>> Start

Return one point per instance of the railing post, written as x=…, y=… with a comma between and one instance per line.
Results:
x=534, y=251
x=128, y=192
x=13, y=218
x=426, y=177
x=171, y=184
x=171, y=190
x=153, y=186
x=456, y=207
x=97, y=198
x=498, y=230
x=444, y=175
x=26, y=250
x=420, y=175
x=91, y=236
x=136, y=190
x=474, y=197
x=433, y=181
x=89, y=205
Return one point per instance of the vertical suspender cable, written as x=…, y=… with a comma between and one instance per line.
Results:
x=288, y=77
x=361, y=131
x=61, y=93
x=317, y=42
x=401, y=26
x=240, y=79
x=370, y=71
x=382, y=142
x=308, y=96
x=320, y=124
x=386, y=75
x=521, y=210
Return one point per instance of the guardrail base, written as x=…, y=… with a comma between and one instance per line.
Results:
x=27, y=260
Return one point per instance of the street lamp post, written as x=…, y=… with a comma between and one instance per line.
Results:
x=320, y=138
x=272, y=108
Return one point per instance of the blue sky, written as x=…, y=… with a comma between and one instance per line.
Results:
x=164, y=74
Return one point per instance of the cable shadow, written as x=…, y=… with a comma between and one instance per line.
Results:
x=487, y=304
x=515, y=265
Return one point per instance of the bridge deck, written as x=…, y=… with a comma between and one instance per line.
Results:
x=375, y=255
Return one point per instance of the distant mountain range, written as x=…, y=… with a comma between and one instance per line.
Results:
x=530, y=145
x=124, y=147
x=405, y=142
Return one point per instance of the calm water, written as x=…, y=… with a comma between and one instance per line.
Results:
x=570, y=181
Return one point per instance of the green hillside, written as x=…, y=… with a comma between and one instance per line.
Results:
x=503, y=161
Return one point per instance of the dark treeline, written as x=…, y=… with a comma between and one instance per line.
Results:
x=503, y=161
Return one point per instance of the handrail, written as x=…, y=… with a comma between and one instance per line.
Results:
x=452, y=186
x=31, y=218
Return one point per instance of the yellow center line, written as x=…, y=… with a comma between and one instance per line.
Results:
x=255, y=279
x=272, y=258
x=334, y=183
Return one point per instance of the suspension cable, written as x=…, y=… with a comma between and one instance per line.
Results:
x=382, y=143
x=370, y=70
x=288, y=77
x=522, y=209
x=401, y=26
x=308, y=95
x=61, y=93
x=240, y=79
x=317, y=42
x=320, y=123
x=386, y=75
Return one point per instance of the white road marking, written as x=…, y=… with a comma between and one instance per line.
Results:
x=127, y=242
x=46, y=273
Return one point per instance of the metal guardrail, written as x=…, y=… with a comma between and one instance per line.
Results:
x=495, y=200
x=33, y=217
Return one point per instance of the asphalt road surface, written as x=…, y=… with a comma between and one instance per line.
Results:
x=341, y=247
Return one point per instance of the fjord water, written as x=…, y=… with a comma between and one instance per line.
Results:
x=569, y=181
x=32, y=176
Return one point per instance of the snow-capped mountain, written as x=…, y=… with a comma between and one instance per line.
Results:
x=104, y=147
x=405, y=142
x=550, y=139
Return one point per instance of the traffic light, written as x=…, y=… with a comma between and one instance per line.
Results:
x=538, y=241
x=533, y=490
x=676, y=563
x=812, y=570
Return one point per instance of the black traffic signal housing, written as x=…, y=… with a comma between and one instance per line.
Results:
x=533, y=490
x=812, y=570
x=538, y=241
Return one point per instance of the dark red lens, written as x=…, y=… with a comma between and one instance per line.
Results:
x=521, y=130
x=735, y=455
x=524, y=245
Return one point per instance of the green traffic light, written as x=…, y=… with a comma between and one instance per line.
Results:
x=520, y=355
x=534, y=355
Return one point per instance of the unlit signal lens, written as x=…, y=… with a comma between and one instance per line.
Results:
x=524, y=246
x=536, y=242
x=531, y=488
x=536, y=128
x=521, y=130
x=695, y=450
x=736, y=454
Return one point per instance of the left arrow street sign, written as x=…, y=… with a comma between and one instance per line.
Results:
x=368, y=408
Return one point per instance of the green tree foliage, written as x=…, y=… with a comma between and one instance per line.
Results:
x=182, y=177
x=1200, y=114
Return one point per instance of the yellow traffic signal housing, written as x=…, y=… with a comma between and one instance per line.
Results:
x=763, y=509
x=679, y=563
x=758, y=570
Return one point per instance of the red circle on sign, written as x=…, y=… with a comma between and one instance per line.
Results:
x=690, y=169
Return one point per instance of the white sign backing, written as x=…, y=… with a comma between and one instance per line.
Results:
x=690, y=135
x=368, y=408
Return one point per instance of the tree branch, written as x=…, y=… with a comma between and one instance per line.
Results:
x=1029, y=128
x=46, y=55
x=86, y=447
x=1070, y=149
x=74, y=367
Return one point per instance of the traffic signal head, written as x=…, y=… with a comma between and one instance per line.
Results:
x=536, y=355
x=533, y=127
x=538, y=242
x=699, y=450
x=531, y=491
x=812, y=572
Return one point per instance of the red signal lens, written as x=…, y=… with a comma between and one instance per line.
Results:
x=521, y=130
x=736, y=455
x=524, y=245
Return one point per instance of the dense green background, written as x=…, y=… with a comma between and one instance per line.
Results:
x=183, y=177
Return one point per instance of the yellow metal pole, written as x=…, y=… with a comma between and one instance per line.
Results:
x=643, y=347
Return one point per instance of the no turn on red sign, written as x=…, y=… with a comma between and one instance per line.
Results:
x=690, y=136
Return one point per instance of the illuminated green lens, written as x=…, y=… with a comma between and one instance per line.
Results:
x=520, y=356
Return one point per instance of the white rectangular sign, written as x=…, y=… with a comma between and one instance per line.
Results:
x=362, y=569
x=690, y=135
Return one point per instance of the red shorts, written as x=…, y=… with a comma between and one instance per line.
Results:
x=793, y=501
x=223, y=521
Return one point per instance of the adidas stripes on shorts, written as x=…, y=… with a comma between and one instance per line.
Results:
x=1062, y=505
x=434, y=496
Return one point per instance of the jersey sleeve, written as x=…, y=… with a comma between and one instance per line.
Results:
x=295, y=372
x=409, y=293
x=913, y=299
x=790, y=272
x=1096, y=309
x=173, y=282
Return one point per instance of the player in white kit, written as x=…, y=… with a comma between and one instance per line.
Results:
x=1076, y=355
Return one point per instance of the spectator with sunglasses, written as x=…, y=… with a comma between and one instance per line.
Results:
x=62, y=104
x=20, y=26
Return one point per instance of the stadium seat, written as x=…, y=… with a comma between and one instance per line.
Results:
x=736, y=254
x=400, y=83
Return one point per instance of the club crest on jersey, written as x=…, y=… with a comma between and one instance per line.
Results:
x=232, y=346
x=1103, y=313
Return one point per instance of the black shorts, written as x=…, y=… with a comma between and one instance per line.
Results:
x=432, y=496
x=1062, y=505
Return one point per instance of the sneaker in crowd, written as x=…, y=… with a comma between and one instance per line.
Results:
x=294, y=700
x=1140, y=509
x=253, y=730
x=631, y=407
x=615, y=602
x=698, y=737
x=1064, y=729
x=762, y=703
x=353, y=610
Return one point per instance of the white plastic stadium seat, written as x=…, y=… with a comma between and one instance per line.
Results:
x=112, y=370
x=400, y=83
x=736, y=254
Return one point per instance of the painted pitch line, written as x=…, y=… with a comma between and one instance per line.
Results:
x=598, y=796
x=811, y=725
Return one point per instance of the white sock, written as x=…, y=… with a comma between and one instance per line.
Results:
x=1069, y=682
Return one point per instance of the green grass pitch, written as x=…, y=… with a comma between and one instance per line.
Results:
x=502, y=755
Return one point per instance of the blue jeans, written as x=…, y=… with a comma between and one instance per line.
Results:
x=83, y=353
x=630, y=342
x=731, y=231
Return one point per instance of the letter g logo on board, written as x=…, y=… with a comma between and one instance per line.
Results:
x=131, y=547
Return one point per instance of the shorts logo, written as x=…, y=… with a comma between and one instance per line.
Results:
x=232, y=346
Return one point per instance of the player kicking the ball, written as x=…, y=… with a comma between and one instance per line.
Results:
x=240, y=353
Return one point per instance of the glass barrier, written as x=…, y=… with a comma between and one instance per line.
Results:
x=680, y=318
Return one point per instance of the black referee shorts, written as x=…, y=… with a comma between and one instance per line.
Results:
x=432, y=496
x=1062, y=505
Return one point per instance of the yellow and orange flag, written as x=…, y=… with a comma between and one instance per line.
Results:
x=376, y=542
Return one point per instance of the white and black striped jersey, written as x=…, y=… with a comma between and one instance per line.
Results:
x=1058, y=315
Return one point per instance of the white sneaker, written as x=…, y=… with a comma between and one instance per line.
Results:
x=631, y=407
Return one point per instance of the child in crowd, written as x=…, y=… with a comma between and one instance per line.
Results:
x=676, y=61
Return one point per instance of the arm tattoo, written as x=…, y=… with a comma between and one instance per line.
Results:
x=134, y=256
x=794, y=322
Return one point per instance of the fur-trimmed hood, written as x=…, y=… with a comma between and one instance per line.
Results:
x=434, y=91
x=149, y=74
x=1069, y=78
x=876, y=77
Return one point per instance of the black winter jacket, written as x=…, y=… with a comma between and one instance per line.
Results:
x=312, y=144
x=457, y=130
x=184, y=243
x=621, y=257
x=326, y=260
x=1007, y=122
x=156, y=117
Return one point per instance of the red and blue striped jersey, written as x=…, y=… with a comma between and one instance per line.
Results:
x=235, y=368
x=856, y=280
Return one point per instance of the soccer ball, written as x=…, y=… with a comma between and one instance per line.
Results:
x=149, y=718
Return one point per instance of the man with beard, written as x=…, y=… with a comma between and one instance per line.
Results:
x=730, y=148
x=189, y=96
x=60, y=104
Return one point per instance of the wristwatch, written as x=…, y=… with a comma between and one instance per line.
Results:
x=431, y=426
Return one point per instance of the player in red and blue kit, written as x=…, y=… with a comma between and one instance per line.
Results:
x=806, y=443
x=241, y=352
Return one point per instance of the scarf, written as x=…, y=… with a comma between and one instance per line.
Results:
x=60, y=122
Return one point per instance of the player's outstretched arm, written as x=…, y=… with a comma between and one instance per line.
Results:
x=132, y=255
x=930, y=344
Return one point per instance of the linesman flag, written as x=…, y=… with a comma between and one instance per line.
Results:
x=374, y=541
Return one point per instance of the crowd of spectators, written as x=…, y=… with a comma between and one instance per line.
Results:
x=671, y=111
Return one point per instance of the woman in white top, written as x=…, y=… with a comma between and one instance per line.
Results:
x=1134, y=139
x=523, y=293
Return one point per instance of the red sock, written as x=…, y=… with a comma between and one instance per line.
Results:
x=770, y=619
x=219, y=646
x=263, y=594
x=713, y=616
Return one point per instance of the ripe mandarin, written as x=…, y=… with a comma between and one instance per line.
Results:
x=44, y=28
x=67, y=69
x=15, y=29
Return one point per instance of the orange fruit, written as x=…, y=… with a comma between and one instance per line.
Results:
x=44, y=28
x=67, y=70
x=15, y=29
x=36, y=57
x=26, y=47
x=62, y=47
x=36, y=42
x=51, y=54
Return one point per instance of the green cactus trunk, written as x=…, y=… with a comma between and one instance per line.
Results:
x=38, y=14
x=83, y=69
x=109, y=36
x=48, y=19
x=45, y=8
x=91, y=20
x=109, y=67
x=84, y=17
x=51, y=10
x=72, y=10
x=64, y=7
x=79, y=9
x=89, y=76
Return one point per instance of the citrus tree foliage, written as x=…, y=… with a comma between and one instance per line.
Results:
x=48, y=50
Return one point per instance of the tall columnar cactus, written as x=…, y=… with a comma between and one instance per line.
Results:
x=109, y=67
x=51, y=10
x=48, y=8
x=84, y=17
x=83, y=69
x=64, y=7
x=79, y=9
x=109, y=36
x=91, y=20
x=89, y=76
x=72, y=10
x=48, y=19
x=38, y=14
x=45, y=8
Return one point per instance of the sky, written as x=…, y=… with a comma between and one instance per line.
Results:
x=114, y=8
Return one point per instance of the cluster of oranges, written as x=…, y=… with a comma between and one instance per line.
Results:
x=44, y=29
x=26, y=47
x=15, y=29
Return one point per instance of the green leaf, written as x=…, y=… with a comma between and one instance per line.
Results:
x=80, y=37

>> End

What you should do: Reproduce everything from the start of the rows down to the line "x=89, y=205", substituting "fence post" for "railing post" and changing nothing else.

Complete answer:
Return one point per instance of the fence post, written as x=…, y=… with a comma between and one instance per line.
Results:
x=534, y=251
x=128, y=192
x=13, y=218
x=426, y=177
x=171, y=184
x=171, y=190
x=153, y=186
x=456, y=207
x=97, y=198
x=498, y=230
x=444, y=175
x=26, y=250
x=420, y=175
x=91, y=236
x=136, y=190
x=474, y=197
x=433, y=181
x=89, y=205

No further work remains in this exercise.